▶ **WHAT YOU HAVE TO DO**:
Copy out the passage about Mrs. Goss and her art room from "First Ms. Oliphant, and" up to and including "tub of sympathy.", keeping every word and punctuation mark unchanged.

▶ **EXTRACT**:
+===+

First Ms. Oliphant, and later her successor, Mavis Staines, brought her students who had been acting out from frustration or who had developed psychological problems arising from feelings of inadequacy or homesickness. Mrs. Goss wasn't a psychologist but she understood children and they felt comfortable in her presence. She often used art as a form of therapy, healing children from the inside out with a paint brush and a tub of sympathy.
"Here was this person who was a teacher and a free-spirit. It was a rare combination," continues Mr. Augustyn who used to break into her classroom on Sundays when she wasn't there just to be able to soak up the atmosphere and feel calm. "I had never met anyone like her before. She wasn't like a teacher at all. She was like one of us."
Her classroom was their refuge. "I remember the good feeling in that upper-loft art room where she seemed to live," says NBS graduate Claudia Moore, artistic director of Moonhorse Dance Theatre, which curates Older and Reckless, a program showcasing the work of mature dance artists.

+===+

▶ **DATASET ENTRIES**:
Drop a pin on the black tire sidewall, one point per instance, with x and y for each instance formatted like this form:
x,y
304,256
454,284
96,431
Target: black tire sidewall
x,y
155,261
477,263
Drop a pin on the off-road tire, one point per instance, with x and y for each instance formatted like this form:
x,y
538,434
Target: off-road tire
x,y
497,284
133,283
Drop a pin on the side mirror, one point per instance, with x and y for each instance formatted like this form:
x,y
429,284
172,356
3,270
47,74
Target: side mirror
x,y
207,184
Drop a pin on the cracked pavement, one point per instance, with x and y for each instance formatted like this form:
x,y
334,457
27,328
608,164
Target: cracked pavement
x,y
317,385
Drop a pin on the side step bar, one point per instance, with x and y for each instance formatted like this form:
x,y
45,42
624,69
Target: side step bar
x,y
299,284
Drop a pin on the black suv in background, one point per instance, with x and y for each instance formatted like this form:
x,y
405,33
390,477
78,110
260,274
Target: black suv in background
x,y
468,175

+===+

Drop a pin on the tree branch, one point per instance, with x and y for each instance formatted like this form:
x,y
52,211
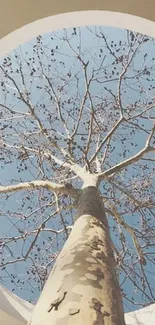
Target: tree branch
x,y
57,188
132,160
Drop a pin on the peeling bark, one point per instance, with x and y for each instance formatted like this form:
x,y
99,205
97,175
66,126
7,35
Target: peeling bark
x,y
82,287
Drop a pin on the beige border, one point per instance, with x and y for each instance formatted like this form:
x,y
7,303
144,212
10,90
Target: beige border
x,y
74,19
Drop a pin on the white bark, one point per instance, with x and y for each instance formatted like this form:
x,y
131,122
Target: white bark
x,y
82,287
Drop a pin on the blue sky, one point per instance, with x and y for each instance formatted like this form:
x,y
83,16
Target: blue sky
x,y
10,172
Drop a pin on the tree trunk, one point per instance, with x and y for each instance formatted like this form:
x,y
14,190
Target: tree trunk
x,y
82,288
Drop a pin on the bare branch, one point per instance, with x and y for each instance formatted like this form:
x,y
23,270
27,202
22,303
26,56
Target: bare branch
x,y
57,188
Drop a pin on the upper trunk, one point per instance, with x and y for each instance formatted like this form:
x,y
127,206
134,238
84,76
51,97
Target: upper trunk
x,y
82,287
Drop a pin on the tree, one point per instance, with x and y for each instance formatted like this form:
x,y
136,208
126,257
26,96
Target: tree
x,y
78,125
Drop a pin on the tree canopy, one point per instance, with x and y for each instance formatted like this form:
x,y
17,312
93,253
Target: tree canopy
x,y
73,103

+===+

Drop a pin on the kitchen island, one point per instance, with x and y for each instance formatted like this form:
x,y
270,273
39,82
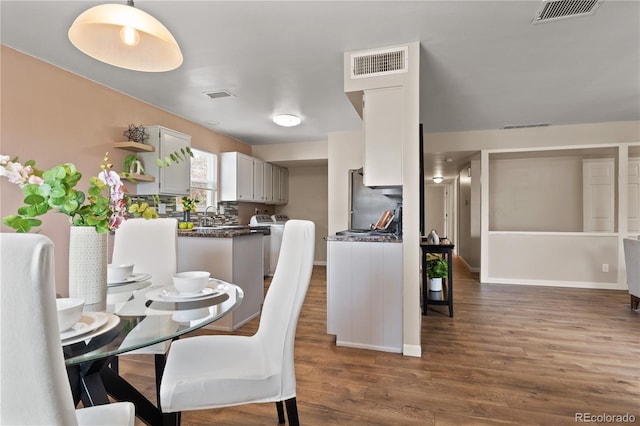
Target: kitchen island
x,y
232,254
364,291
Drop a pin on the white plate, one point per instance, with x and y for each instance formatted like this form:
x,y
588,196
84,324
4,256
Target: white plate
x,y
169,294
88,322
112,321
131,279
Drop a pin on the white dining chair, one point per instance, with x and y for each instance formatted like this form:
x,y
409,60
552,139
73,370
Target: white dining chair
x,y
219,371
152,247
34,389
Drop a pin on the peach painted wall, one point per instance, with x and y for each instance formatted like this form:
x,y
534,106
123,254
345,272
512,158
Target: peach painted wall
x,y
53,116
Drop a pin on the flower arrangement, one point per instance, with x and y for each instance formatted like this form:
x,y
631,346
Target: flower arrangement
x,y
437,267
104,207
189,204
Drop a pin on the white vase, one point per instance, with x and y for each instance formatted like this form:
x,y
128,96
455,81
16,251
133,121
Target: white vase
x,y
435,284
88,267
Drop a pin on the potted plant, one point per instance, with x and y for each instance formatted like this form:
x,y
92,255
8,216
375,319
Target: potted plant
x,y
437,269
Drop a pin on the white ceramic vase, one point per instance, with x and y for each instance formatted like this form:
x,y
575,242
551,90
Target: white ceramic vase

+===+

▶ **RESPONSE AREA**:
First Ms. Oliphant, and later her successor, Mavis Staines, brought her students who had been acting out from frustration or who had developed psychological problems arising from feelings of inadequacy or homesickness. Mrs. Goss wasn't a psychologist but she understood children and they felt comfortable in her presence. She often used art as a form of therapy, healing children from the inside out with a paint brush and a tub of sympathy.